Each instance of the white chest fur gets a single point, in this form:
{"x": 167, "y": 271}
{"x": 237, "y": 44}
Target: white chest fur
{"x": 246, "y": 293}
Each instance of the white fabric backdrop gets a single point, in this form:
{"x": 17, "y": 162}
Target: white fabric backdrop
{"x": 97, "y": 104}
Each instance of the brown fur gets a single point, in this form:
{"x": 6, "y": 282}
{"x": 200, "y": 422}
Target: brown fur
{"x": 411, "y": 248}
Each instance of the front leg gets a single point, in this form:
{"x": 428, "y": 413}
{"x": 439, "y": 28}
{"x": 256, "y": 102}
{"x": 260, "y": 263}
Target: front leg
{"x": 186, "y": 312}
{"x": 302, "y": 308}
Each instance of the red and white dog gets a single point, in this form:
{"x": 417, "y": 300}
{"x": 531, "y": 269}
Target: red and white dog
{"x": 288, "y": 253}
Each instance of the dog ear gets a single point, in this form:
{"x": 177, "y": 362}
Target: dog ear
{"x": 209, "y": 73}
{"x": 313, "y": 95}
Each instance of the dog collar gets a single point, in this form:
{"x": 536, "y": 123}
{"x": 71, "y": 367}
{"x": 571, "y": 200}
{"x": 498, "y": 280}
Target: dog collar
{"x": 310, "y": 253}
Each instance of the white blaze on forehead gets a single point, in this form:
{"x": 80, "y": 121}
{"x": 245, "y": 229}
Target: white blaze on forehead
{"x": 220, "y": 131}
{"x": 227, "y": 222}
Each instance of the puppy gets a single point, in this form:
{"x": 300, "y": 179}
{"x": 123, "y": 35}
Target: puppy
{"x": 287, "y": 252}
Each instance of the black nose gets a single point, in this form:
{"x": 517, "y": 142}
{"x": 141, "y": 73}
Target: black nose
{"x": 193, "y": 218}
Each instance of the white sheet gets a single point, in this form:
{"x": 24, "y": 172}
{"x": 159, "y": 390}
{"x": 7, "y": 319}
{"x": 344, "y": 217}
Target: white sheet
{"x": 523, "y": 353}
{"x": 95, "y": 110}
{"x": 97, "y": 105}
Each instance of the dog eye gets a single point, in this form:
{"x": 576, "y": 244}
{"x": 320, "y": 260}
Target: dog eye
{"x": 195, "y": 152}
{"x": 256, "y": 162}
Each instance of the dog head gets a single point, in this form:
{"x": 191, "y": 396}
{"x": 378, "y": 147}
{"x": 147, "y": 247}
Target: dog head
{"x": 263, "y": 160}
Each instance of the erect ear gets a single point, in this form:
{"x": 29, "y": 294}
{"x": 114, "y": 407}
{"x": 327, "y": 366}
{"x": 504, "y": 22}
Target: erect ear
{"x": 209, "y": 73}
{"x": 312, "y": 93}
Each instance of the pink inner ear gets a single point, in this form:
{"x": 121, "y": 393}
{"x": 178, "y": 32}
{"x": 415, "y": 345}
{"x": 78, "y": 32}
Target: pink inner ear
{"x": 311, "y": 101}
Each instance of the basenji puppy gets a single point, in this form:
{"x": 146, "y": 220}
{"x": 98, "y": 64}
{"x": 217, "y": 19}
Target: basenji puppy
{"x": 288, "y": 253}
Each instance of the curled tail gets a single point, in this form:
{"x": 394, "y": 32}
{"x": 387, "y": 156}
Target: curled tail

→ **What the task asks**: Can you repeat all of the data above, changing every "Target" to "Label" and leaving everything else untouched?

→ **Exercise output**:
Each instance of the white chest fur gets a single point, in this form:
{"x": 167, "y": 271}
{"x": 237, "y": 44}
Label: white chest fur
{"x": 246, "y": 293}
Each instance of the white fabric backdrop gets a single point, in this form:
{"x": 17, "y": 162}
Label: white fabric backdrop
{"x": 97, "y": 104}
Each instance of the brown fur gets a single point, in this form:
{"x": 6, "y": 282}
{"x": 200, "y": 422}
Label: brown fur
{"x": 411, "y": 248}
Each instance of the front leg gets a single point, in this form:
{"x": 428, "y": 413}
{"x": 439, "y": 28}
{"x": 256, "y": 102}
{"x": 260, "y": 263}
Label: front leg
{"x": 186, "y": 312}
{"x": 302, "y": 308}
Each instance of the red and white dog gets a single point, in this form:
{"x": 417, "y": 300}
{"x": 531, "y": 269}
Label: red and white dog
{"x": 288, "y": 253}
Each instance of the dog ear gets a single point, in this form:
{"x": 177, "y": 362}
Label: dog ear
{"x": 209, "y": 73}
{"x": 313, "y": 95}
Each instance of the dog collar gets a single point, in this form:
{"x": 536, "y": 123}
{"x": 71, "y": 367}
{"x": 571, "y": 200}
{"x": 498, "y": 280}
Label: dog collar
{"x": 310, "y": 253}
Each instance of the white blaze on forehead gets a single point, in this form:
{"x": 80, "y": 121}
{"x": 245, "y": 229}
Label: white blaze on forehead
{"x": 220, "y": 131}
{"x": 227, "y": 222}
Each instance of the puppy gets a single point, in this form:
{"x": 300, "y": 179}
{"x": 123, "y": 35}
Label: puppy
{"x": 287, "y": 252}
Each instance of the black nose gets a single point, in this form:
{"x": 517, "y": 142}
{"x": 141, "y": 73}
Label: black nose
{"x": 193, "y": 218}
Each instance of the white sheet gets a single point, in this form:
{"x": 24, "y": 172}
{"x": 159, "y": 390}
{"x": 7, "y": 319}
{"x": 344, "y": 217}
Label: white sheet
{"x": 523, "y": 353}
{"x": 95, "y": 110}
{"x": 97, "y": 105}
Each instance of the dog eye gets a single point, in this form:
{"x": 576, "y": 244}
{"x": 320, "y": 260}
Label: dog eye
{"x": 195, "y": 152}
{"x": 256, "y": 162}
Each instance of the dog head gets a single point, in this form:
{"x": 191, "y": 396}
{"x": 378, "y": 147}
{"x": 147, "y": 247}
Label: dog head
{"x": 263, "y": 160}
Each instance of the erect ear gets a single point, in this form:
{"x": 29, "y": 294}
{"x": 114, "y": 407}
{"x": 327, "y": 366}
{"x": 504, "y": 22}
Label: erect ear
{"x": 209, "y": 73}
{"x": 312, "y": 93}
Each instance of the pink inner ear gets a single point, in this form:
{"x": 121, "y": 393}
{"x": 178, "y": 32}
{"x": 415, "y": 345}
{"x": 78, "y": 32}
Label: pink inner ear
{"x": 311, "y": 101}
Each instance of the basenji puppy gets a single point, in this form:
{"x": 146, "y": 220}
{"x": 98, "y": 64}
{"x": 217, "y": 19}
Label: basenji puppy
{"x": 288, "y": 253}
Each instance of the curled tail gets a single point, in this form:
{"x": 394, "y": 32}
{"x": 387, "y": 156}
Label: curled tail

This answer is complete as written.